▶ [WRITTEN INSTRUCTION]: Repeat the records word for word, from the very beginning through the line that contains "pixel 316 149", including that line. Leave the pictures out.
-=-=-
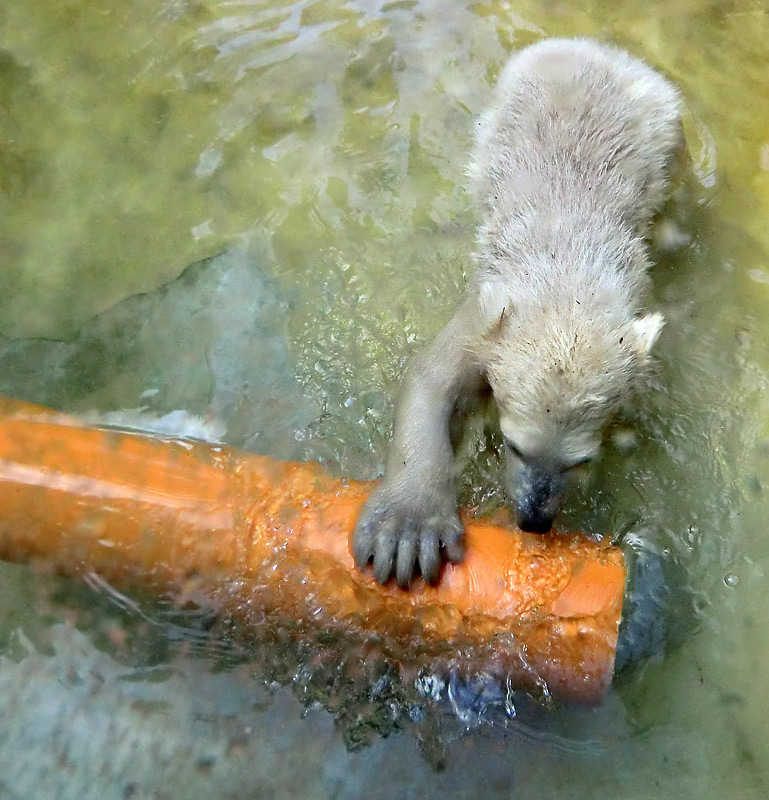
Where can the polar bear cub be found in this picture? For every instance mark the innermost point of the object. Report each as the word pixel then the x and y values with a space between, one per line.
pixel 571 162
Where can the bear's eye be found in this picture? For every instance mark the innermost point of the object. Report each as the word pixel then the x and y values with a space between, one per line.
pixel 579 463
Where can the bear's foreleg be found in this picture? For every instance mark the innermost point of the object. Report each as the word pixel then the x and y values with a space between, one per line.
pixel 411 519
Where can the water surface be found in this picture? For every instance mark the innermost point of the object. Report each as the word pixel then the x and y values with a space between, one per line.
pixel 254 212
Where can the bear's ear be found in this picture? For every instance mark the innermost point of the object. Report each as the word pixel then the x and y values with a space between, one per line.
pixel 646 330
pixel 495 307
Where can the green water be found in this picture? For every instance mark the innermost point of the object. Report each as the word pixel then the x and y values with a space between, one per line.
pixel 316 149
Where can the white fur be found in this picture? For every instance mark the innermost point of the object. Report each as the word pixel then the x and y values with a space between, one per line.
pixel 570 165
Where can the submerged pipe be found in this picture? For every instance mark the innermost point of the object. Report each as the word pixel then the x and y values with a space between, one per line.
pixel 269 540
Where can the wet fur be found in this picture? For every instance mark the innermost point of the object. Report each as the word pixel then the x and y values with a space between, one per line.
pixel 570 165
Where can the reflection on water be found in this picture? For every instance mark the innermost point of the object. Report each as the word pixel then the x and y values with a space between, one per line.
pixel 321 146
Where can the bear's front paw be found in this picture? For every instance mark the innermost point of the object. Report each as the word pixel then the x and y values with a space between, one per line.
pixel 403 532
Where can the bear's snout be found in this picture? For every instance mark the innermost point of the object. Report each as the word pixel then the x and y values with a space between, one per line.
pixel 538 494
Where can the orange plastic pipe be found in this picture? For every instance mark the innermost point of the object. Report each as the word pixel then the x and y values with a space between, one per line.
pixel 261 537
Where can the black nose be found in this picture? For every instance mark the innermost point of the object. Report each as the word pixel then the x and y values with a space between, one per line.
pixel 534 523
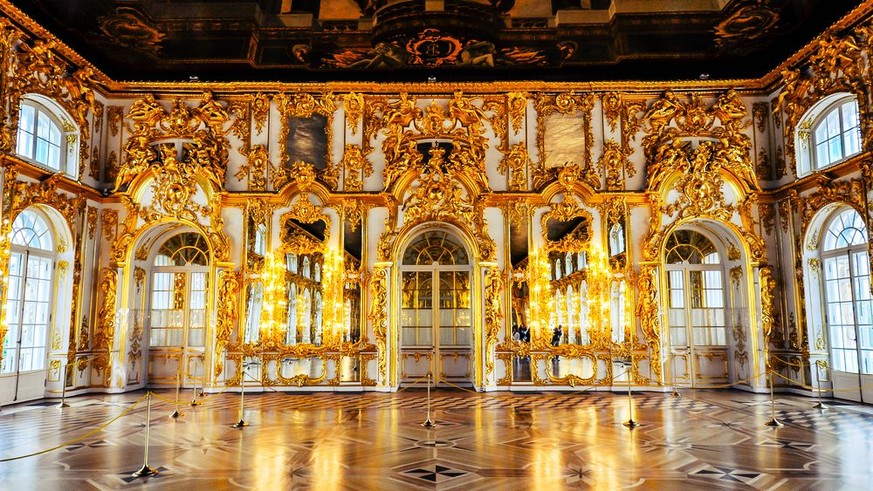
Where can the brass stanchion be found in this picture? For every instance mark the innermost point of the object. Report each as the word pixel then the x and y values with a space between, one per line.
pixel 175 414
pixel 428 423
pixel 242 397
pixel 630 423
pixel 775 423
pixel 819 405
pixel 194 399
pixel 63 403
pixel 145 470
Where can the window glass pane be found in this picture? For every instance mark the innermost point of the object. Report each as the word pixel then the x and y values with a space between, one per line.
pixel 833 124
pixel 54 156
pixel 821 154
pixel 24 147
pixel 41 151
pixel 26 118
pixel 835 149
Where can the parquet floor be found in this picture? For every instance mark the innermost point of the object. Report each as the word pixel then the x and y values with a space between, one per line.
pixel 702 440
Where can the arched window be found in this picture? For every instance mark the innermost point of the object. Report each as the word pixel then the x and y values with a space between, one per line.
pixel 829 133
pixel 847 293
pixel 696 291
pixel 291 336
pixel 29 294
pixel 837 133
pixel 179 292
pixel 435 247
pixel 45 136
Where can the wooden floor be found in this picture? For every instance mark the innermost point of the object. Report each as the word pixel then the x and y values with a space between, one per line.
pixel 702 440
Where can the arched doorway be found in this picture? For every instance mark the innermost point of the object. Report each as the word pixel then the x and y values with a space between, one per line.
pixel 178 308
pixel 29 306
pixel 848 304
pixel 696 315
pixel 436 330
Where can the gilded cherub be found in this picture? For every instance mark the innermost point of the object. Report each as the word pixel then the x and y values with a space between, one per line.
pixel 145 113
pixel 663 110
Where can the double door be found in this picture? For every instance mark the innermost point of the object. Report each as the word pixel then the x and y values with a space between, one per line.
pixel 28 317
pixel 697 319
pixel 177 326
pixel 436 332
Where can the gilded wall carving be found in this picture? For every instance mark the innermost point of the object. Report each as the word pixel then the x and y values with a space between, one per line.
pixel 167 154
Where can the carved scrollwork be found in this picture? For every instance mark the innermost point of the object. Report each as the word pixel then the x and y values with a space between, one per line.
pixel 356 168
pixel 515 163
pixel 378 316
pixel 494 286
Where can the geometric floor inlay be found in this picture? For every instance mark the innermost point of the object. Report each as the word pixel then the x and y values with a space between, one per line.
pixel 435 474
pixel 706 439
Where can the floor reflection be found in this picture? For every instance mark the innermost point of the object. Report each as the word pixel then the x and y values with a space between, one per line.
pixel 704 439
-=-=-
▶ [FINISHED EXERCISE]:
Where can the polar bear cub be found in this picture? For every instance mark the innermost point of the object. Report each as the word pixel then the x and y values with a space between, one per line.
pixel 571 162
Where can the bear's eye be found in this picture? For every instance mark the innermost point of the object. Report each as the word pixel then the x and y values with a space between, one per line.
pixel 579 463
Where can the bear's foreleg be found in this picture? For every instance mark the innermost point of the object. Report each as the word pixel then the x and y values with a space between, one per line.
pixel 411 519
Where can the water surface be found in this picture? For every instance mark the innermost point of the object. Report each as the word pixel then the x and y values with a space between, one per line.
pixel 254 212
Where can the bear's ear be found in this picture? For every instance mark the innermost point of the object. Report each as the word pixel then the x and y values with a space between, one per line.
pixel 646 330
pixel 495 307
Where can the green water be found in this picture? For every instance mark the innermost point of the object. Report each as the word pixel then the x and y values with a space between, one per line.
pixel 316 149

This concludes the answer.